# Your instructions
Your task is to return the line containing "Where can you see the car roof" plus every line after it, exactly and with nothing added.

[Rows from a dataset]
+++
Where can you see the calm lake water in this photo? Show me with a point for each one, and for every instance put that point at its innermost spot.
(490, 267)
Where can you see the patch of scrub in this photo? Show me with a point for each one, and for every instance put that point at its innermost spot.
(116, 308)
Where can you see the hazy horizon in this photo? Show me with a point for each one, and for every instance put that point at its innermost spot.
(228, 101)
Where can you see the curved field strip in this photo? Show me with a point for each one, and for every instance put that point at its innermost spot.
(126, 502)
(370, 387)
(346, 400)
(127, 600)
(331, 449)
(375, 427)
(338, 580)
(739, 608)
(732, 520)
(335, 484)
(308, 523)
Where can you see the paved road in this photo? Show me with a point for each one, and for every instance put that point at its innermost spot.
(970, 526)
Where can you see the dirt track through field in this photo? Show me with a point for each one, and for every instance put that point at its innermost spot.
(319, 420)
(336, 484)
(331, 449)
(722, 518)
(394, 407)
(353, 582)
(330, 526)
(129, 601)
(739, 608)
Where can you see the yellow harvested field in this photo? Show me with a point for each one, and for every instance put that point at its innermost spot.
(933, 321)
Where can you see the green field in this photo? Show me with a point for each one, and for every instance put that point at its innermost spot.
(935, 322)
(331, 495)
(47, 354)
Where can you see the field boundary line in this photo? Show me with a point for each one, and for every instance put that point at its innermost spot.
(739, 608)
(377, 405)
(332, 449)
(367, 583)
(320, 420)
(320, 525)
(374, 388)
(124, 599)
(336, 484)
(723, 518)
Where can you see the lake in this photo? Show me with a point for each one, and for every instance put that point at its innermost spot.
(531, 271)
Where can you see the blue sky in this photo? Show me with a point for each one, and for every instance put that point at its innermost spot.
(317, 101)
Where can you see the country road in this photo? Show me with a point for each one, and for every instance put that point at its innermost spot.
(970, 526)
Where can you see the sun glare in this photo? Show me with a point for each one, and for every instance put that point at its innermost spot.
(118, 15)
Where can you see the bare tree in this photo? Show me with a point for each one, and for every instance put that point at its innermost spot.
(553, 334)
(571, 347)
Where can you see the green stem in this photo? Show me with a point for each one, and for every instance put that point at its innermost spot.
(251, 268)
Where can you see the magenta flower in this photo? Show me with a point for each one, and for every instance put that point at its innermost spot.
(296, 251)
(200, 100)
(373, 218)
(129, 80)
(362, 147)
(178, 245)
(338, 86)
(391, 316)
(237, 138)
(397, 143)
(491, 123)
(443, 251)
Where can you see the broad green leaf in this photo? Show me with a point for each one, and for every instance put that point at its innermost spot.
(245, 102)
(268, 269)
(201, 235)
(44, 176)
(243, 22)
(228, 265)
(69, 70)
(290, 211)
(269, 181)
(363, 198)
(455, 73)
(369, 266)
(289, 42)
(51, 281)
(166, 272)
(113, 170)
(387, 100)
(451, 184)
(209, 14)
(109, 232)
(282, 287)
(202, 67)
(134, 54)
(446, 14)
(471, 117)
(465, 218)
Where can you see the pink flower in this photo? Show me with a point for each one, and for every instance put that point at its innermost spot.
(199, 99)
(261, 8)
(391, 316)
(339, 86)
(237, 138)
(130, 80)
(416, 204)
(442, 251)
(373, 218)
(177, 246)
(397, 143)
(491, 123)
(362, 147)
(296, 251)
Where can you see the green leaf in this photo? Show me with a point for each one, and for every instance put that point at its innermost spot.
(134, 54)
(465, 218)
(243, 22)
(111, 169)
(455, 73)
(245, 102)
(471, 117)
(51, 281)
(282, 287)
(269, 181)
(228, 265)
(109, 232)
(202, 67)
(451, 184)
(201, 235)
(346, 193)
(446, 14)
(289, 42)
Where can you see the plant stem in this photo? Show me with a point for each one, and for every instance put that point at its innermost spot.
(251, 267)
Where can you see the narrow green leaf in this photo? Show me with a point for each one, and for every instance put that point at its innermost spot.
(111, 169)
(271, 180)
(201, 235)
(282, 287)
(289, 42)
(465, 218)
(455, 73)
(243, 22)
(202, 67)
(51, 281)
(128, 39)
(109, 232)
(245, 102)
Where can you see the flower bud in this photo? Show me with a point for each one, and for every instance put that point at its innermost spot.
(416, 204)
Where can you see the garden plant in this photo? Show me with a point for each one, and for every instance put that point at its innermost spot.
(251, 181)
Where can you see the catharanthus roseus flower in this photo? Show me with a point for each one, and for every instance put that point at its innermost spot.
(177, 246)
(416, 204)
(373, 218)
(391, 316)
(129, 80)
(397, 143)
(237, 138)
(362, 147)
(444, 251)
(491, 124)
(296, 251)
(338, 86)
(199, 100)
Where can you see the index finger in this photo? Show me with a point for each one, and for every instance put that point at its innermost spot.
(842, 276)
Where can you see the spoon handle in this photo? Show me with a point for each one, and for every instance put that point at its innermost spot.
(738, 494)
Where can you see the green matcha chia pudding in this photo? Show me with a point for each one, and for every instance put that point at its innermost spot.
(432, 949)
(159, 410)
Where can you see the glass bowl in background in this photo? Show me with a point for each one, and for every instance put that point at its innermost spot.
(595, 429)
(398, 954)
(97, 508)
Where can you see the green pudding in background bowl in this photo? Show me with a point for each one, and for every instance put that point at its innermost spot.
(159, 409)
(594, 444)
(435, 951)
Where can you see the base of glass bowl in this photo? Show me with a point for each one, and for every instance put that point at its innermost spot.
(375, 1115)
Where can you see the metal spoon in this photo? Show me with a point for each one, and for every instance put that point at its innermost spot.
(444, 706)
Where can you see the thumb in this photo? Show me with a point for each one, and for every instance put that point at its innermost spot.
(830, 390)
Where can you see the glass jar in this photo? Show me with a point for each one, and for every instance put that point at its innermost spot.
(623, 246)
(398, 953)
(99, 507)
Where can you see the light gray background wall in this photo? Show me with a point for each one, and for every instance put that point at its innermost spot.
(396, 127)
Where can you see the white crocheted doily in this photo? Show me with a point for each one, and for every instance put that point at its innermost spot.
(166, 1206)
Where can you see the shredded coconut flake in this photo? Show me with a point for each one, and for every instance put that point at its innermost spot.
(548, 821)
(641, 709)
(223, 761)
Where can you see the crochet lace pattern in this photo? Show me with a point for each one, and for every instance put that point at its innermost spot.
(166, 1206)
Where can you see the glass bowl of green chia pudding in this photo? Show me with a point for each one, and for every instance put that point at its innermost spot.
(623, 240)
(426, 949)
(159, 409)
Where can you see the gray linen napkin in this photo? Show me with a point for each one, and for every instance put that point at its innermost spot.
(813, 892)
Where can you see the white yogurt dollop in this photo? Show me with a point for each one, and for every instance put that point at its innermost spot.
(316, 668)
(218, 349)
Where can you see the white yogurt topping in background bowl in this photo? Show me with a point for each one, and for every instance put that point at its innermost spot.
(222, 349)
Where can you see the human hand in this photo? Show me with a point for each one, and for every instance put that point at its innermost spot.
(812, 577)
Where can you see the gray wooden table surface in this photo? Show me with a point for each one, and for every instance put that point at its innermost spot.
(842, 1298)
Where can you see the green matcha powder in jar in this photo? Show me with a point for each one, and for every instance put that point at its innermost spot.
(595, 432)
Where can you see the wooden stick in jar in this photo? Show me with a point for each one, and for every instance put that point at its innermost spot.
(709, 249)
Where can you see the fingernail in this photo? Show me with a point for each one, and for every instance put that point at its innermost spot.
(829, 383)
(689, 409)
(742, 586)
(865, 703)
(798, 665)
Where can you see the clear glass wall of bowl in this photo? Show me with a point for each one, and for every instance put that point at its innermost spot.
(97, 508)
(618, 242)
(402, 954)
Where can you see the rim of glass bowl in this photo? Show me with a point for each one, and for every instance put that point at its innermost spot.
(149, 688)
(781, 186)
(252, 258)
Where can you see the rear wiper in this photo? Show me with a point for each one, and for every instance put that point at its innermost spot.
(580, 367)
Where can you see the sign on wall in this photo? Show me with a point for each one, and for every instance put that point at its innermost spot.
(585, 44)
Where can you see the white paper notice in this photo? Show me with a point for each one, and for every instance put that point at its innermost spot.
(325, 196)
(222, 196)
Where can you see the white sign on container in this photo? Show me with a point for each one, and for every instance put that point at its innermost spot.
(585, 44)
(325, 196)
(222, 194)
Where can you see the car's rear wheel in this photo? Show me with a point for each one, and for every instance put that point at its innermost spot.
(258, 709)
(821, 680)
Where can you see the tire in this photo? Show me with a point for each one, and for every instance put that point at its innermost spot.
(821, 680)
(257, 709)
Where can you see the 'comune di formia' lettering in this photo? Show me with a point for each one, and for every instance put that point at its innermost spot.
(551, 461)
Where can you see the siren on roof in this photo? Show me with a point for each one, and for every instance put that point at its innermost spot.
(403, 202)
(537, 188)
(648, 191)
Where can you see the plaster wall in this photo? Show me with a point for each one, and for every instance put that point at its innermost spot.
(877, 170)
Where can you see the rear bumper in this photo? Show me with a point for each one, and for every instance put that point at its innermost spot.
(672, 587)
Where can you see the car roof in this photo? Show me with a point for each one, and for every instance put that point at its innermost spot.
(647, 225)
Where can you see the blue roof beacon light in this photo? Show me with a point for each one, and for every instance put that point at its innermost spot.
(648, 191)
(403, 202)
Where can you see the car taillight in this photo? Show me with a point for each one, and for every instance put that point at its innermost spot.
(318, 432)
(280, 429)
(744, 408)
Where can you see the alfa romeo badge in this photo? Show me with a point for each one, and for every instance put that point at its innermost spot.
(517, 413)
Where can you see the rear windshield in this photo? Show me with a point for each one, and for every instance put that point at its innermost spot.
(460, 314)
+++
# Output below
Where can you see the car roof in this photo? Show me with a point for each one, and for every instance put that point at its innermost spot.
(647, 225)
Where can you see the blue roof beacon light in this photo? Show me with a point for each one, and for every instance put that point at its innermost spot.
(648, 191)
(403, 202)
Where can you see the car taillight in this photo? Show me with a point for each one, and for every instance put that point at its innermost spot.
(318, 432)
(280, 429)
(744, 408)
Where can you see the alfa romeo badge in this photo? Show me with a point for each one, and for every instance put that point at its innermost spot.
(517, 413)
Where can you see the rear windshield in this photo? Show me with a point for each one, and for every instance put that point at its innermost spot.
(460, 314)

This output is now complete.